AIM A = Pick out every line of the records that contains the word "node", and copy each one in full.

SOURCE DOCUMENT =
--------
1.4. Localization and Decomposition as Heuristic Strategies in Cultural Analysis
What are the advantages of mechanismic explanation for the case of cultural phenomena? There are at least two main ones.
First, identifying generative mechanisms in DCCSs can help us localize cultural phenomena. This issue has been a perennial problem (and a source of criticism) of cultural theories in sociology, beginning with classic functionalism (Lizardo 2016a). This tradition has conceptualized culture as if it were in Gary Alan Fine’s (1979, 733) memorable words, “an amorphous, indescribable mist which swirls around society members.” Two decades later, Ann Swidler (2000) echoed the same sentiment, noting that culture continued to be treated as some “mist” that envelops persons and contexts, is everywhere and nowhere, somehow managing to get inside people and influence their actions. Most cultural theorists understand the problems that beset this conceptualization of culture, but the solutions have been harder to come by (Ghaziani 2009). Second, a focus on mechanisms can help us decompose cultural phenomena. The notion (and desirability) of decomposition in cultural analysis (and social explanation more generally) may initially seem controversial and thus harder to defend, given that decomposition is typically mistaken for reduction in some corners of social science. This topic can be especially touchy for cultural sociologists, as cultural analysis first opened up a niche in the discipline by promoting higher levels of analysis and fending off various materialisms, reductionisms, and individualisms (Alexander 1992).
However, decomposition is not reduction; decomposition is reasonably compatible with a view of the properties of macro-phenomena as emergent and not reducible to the properties exhibited by their lower-level components (Bunge 2004). Decomposition is a well-established (and pragmatically justifiable) heuristic strategy in many scientific fields concerned with characterizing complex, multi-level systems, of which DCCSs are a prime example (Bechtel and Richardson 2010). When we decompose a system, we gain insight into how it reliably works to produce the phenomenon we are interested in. This approach has worked well across various scientific fields (Thagard 2014; Findlay and Thagard, 2012), so there is no reason to exclude from cultural analysis based on a priori considerations. Besides, an emphasis on decomposition is essential because unwieldy, ontologically unmoored macro-abstractions are prone to run rampant in cultural theory (Lizardo 2016a). Precisely because culture is usually mistaken for (or enthusiastically portrayed as) a delocalized, immaterial abstraction (Biernacki 2000); accordingly, following the heuristic strategies of localization and decomposition while adequately characterizing cultural macro-phenomena can do a lot to strengthen cultural analysis.
--------
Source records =
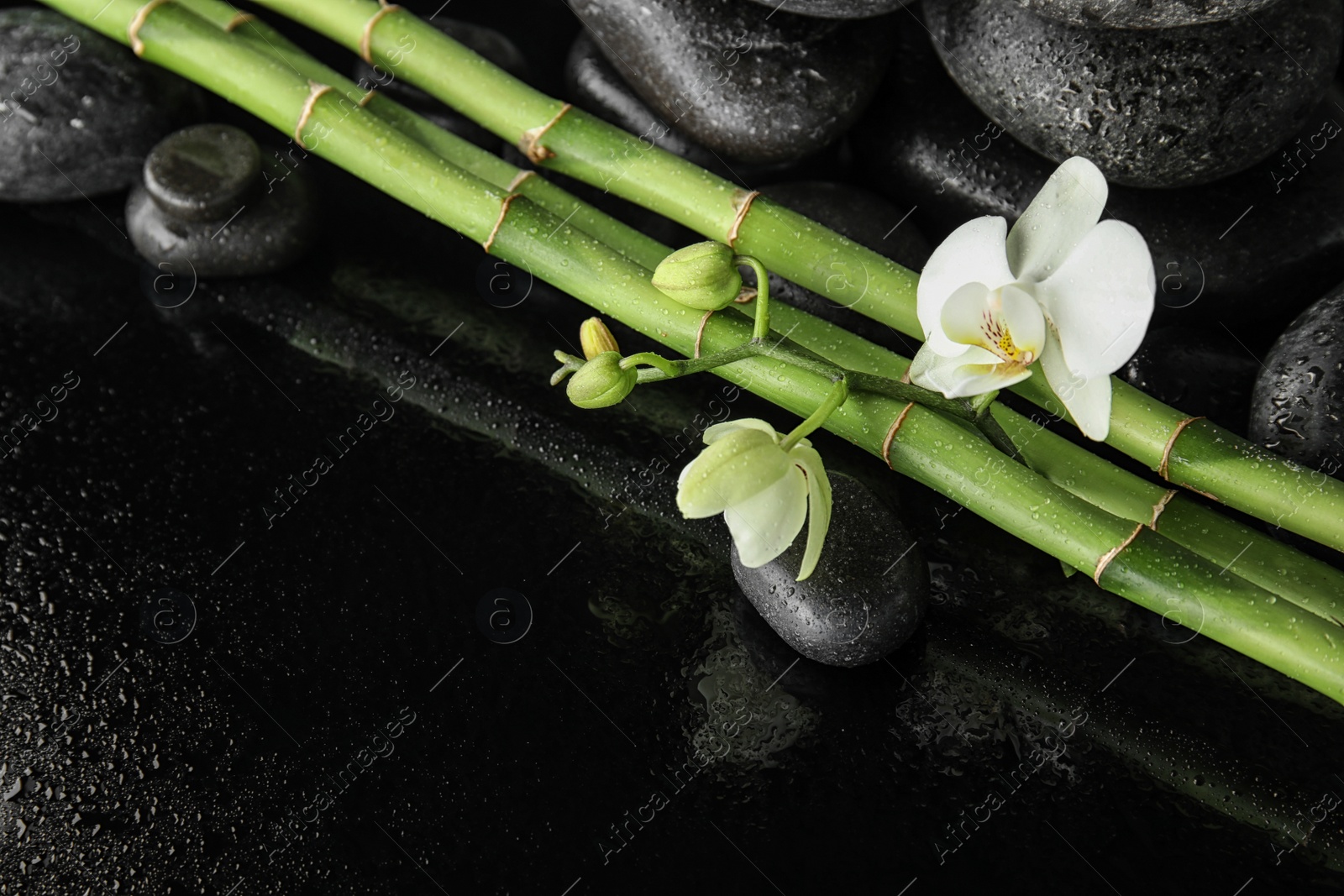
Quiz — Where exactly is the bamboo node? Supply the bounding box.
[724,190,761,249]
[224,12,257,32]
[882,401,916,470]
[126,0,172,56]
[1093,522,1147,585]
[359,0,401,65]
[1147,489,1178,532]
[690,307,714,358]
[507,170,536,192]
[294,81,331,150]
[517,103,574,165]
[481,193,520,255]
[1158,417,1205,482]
--------
AIM B = In the passage on localization and decomposition in cultural analysis, who described culture as "an amorphous, indescribable mist which swirls around society members"?

TASK RESPONSE A =
Quiz — Where exactly is the bamboo node? Supply the bounding box.

TASK RESPONSE B = Gary Alan Fine, in 1979.